Start of Excerpted data

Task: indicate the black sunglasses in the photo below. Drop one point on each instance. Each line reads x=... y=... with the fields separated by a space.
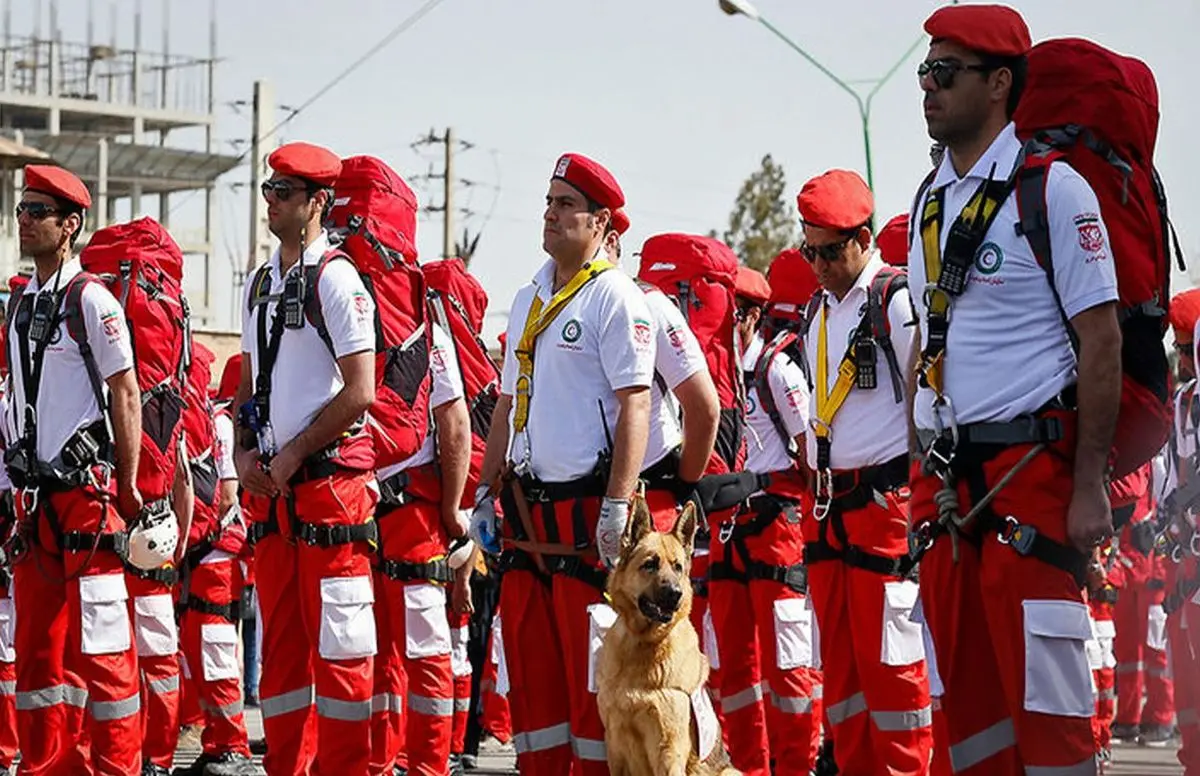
x=829 y=252
x=282 y=190
x=943 y=71
x=36 y=210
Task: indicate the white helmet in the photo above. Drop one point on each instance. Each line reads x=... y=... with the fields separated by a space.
x=153 y=539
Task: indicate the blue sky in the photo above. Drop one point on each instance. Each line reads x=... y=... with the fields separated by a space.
x=677 y=98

End of Excerpted data

> **Aim**
Put every line of the material above into a numbered list, skipping any blank lines. Leave the pictures out of your answer.

> **Task result**
1. Task: indicate the black sunglasses in the photo below. Drop one point on each instance. Each line reads x=... y=... with the fields separated by a space.
2. x=829 y=252
3. x=282 y=190
4. x=943 y=71
5. x=36 y=210
6. Task: indicate the white helmet in the photo above. Drop one point on each instance. Each line reads x=... y=... with the fields separated by a space.
7. x=153 y=539
8. Task: indicate the blue sky in the photo above. Drop one point on each instance. Each line reads x=... y=... with the fields separated by a space.
9. x=677 y=98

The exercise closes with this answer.